===== Entries shown
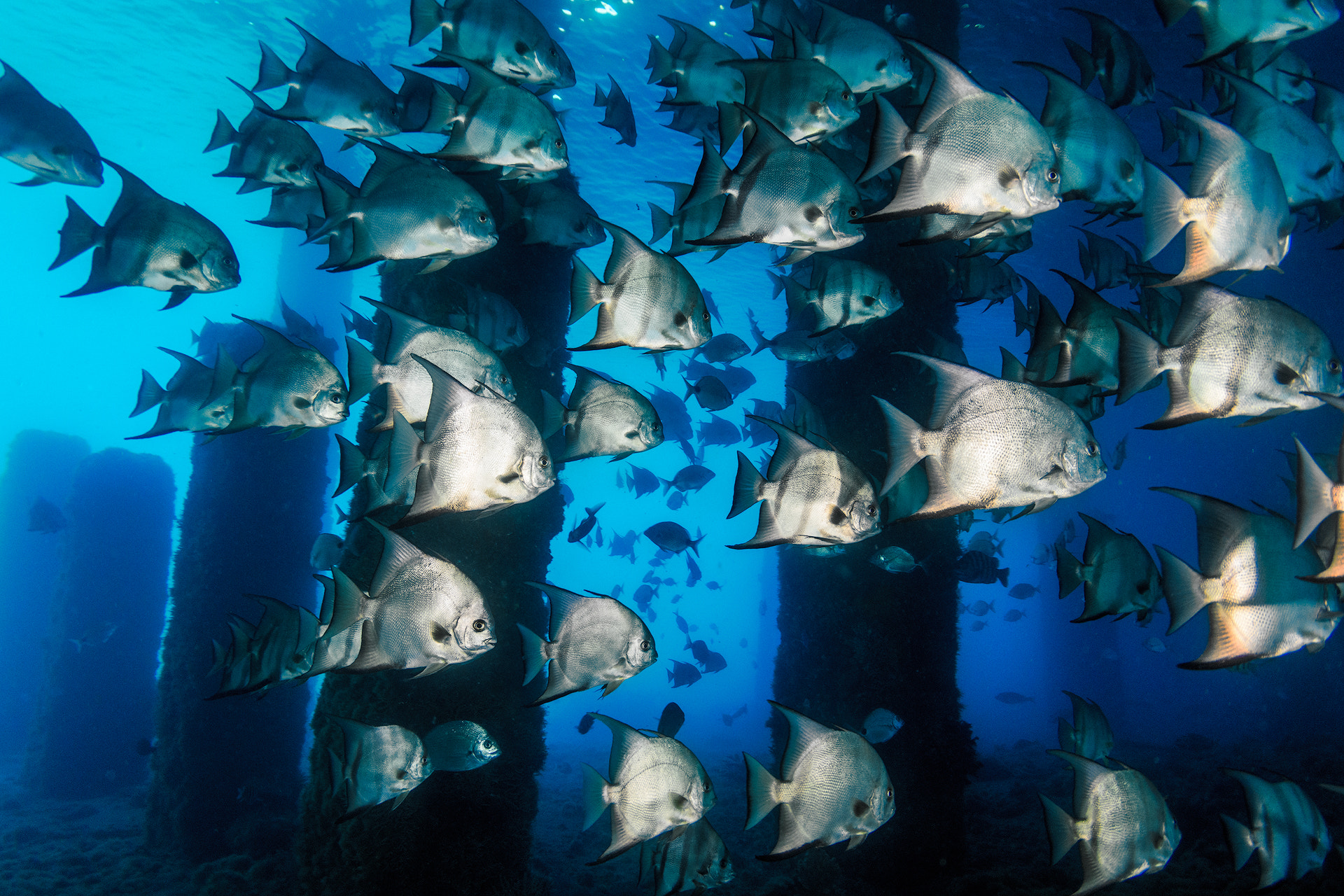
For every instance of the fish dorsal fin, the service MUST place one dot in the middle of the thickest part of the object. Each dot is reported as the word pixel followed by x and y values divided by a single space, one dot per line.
pixel 1221 528
pixel 626 250
pixel 951 85
pixel 1219 146
pixel 953 381
pixel 803 734
pixel 562 603
pixel 397 554
pixel 1198 301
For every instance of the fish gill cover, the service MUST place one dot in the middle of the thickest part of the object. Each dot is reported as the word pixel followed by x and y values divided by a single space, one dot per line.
pixel 927 463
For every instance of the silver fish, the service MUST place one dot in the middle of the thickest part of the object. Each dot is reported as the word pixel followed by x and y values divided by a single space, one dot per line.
pixel 479 454
pixel 1249 578
pixel 832 786
pixel 647 300
pixel 328 90
pixel 148 241
pixel 991 444
pixel 809 495
pixel 1231 356
pixel 656 785
pixel 1120 821
pixel 407 207
pixel 460 746
pixel 1287 830
pixel 42 137
pixel 1117 574
pixel 1091 735
pixel 1237 209
pixel 596 643
pixel 604 416
pixel 378 763
pixel 969 153
pixel 499 34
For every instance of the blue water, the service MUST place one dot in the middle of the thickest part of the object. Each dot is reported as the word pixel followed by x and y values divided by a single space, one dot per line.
pixel 144 80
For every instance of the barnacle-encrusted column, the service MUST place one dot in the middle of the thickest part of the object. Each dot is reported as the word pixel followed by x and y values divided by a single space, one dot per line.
pixel 226 771
pixel 458 832
pixel 855 637
pixel 106 613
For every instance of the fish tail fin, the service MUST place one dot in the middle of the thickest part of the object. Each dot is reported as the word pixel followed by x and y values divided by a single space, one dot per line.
pixel 534 653
pixel 360 365
pixel 1139 360
pixel 904 449
pixel 78 234
pixel 273 71
pixel 711 178
pixel 1315 492
pixel 746 488
pixel 761 792
pixel 1163 216
pixel 594 796
pixel 426 15
pixel 1060 830
pixel 150 394
pixel 1183 587
pixel 223 134
pixel 662 222
pixel 1082 58
pixel 1240 841
pixel 585 290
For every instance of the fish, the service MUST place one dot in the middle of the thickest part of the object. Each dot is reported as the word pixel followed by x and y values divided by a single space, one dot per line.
pixel 377 763
pixel 979 418
pixel 894 559
pixel 496 122
pixel 267 150
pixel 407 207
pixel 619 117
pixel 458 746
pixel 1287 830
pixel 969 153
pixel 42 137
pixel 1091 735
pixel 846 293
pixel 832 786
pixel 1261 596
pixel 803 99
pixel 778 194
pixel 1228 24
pixel 1117 574
pixel 672 536
pixel 330 90
pixel 479 454
pixel 499 34
pixel 46 517
pixel 198 399
pixel 683 673
pixel 596 641
pixel 604 418
pixel 980 568
pixel 671 720
pixel 1098 158
pixel 690 859
pixel 710 393
pixel 1116 61
pixel 1123 824
pixel 809 495
pixel 148 241
pixel 648 300
pixel 881 726
pixel 1237 207
pixel 1231 355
==========
Written problem:
Output every entry word for word, but omit the pictures.

Answer to the problem:
For every instance of the fish dorsal fin, the service MUST place one dot in the middle of the thickest part of the object. Each dot is reported as the word pixel followed by x and y values divided by a single space, one dot per line.
pixel 1221 528
pixel 626 250
pixel 951 85
pixel 1219 146
pixel 953 381
pixel 803 734
pixel 562 603
pixel 397 554
pixel 1198 301
For every instance of the fish gill cover, the service MUST place one dot in the middle of the thickest part of the object. Each dot is reported as the word pixel followed by x and y values divided by a single space, one dot per line.
pixel 927 463
For every instance of the silver fish, the service MUST place one dot in the middle of the thickest part of the object. Each dot is reported as the word pixel followed by x and y values divided by a single space, one dot per line.
pixel 479 454
pixel 1249 578
pixel 832 786
pixel 647 300
pixel 328 90
pixel 148 241
pixel 991 444
pixel 809 495
pixel 1231 356
pixel 656 785
pixel 1120 821
pixel 407 207
pixel 460 746
pixel 1287 830
pixel 42 137
pixel 1117 574
pixel 1091 735
pixel 1237 209
pixel 596 643
pixel 604 416
pixel 378 763
pixel 969 153
pixel 499 34
For every instance of the blue water, the service MUST place one dot in the middle of the thickest part of the object. Each dot is reported as the word pixel followed by x and y values divided by a single space, one dot per line.
pixel 144 80
For every instance of the barnacle-encrusted column, the service MUST place one dot in the middle of the thickest part of the object. Each dot is reported as the word pixel followed by x and y values divided by a single space, one dot per line.
pixel 226 771
pixel 458 832
pixel 855 637
pixel 106 613
For every instance of the fish tail fin, the service MUST place one dot in the middle of the thickest part of the object. Each dot is reported as the word pixel followed by x and y values divided by a single space, one dot per line.
pixel 534 653
pixel 360 365
pixel 1139 360
pixel 904 449
pixel 78 234
pixel 273 71
pixel 711 178
pixel 1315 492
pixel 746 488
pixel 761 792
pixel 1163 216
pixel 594 796
pixel 426 15
pixel 1060 830
pixel 150 394
pixel 1183 587
pixel 223 134
pixel 662 222
pixel 1082 58
pixel 1240 841
pixel 585 290
For every instance of the fish, the service MUST place one dot in the middle of the thickest part of the object. Each dot is reported as the word pixel followed by x and y values divided by a single space, one dot per line.
pixel 377 763
pixel 979 418
pixel 894 559
pixel 496 122
pixel 267 150
pixel 407 207
pixel 619 117
pixel 458 746
pixel 1287 830
pixel 969 153
pixel 42 137
pixel 1091 735
pixel 846 293
pixel 832 786
pixel 1261 596
pixel 803 99
pixel 778 194
pixel 1228 24
pixel 1117 574
pixel 672 536
pixel 330 90
pixel 479 454
pixel 499 34
pixel 46 517
pixel 198 399
pixel 683 673
pixel 596 641
pixel 604 418
pixel 980 568
pixel 671 720
pixel 1098 158
pixel 690 859
pixel 710 393
pixel 1116 61
pixel 1123 824
pixel 809 495
pixel 148 241
pixel 648 300
pixel 881 726
pixel 1237 207
pixel 1231 355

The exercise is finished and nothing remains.